- _LIST OF TASKS_
**1.** In the printhead recovery excerpt, list every part that the recovery motor 508 drives, with its reference number.
**2.** Resume the printhead recovery excerpt from its last sentence.

- _EXCERPT TO READ_
The CPU 500 generally includes a ROM 501 and RAM 502, and gives appropriate printing conditions with respect to input information to drive the printhead 102 and print. The ROM 501 stores in advance a program for executing printhead recovery processing. The CPU 500 loads this program into the RAM 502, and executes it. If necessary, the CPU 500 gives recovery conditions such as a preliminary discharge condition to the recovery control circuit 507, the printhead 102, a warm-up heater 513, and the like. A recovery motor 508 drives the above-described printhead 102, the suction cap 306 which faces the printhead 102 at a distance, the hollow needle 305 serving as a bubble injection port 510 which faces the ink channel portion 302 at a distance, and the pumps 307 and 308 which perform suction and bubble injection. The head driving control circuit 515 executes the driving conditions of an electrothermal transducer for ink discharge from the printhead 102, and controls the printhead 102 to perform normal preliminary discharge and printing ink discharge.

On a substrate on which the electrothermal transducer for ink discharge from the printhead 102 is arranged, the warm-up heater 513 is sometimes arranged. The warm-up heater 513 can adjust the ink temperature in the printhead to a desired set temperature by heating. A diode sensor 512 is similarly arranged on the substrate, and measures a substantial ink temperature in the printhead. The diode sensor 512 may be arranged not on the substrate but outside, or may exist near the printhead.

Several embodiments of bubble exhaust control from the ink channel of the printing apparatus having the above-described arrangement will be explained below.

First Embodiment

The first embodiment will be described on the premise of the following conditions.

- _Items listed in a dataset_
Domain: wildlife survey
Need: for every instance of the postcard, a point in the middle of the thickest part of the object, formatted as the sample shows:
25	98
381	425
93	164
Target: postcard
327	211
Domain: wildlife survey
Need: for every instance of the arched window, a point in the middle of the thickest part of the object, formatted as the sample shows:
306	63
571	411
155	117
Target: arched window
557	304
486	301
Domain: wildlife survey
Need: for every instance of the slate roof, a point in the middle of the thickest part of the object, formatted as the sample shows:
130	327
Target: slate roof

- _ANSWERS TO EACH TASK_
**1.** printhead 102, suction cap 306, hollow needle 305, pumps 307 and 308

**2.**
More specifically, one printhead having the arrangement shown in FIG. 2 discharges black ink having a surface tension γ of about 35 [mN/m]. The printhead has the number L of orifices (L=512), and is constituted to implement a print pixel density of 600 dpi at an orifice interval of 1/600 inches. The printhead is also constituted so that each orifice of the printhead can discharge an ink droplet of about 30 pl. The discharge frequency for stably discharging this ink droplet is 15 kHz. The speed of a carriage 106 supporting a printhead 102 in the main scanning direction is about 25 inches/sec at a printing resolution of 600 dpi in the main scanning direction. A maximum fluid flow at the time of printing by ink droplets from all orifices at a resolution of 600 dpi is 30 pl×512×15000=about 0.23 [ml/sec].

In the embodiment, the inner diameter of a horizontal channel in which the top surface of an ink channel 303 shown in FIG. 3 exists is 3.0 [mm]. The average fluid velocity in the tube at the maximum fluid flow becomes about 3.4 [cm/sec].

FIG. 6 is a view showing a state in which bubbles are attached in the horizontal channel of the ink channel 303 shown in FIG. 3.

In FIG. 6, the sizes (diameters) of bubbles 601, 602, 603, 604, and 605 are about 0.5 [mm], about 1.0 [mm], about 1.5 [mm], about 2.0 [mm], and about 2.5 [mm], respectively. The static contact angle of the channel member with respect to black ink having the surface tension γ of about 35 [mN/m] is about 60°, and the static contact angle of a bubble upon air-liquid inversion is about 130°.

FIG. 7 is a table showing the relationship between an average fluid velocity in the horizontal channel of the ink channel 303, and the state of movement, in the +Y direction, of a bubble of each size attached in the horizontal channel, as shown in FIG. 6. In FIG. 7, “X” represents that a bubble moves, and “◯” represents that a bubble does not move and is attached in the channel.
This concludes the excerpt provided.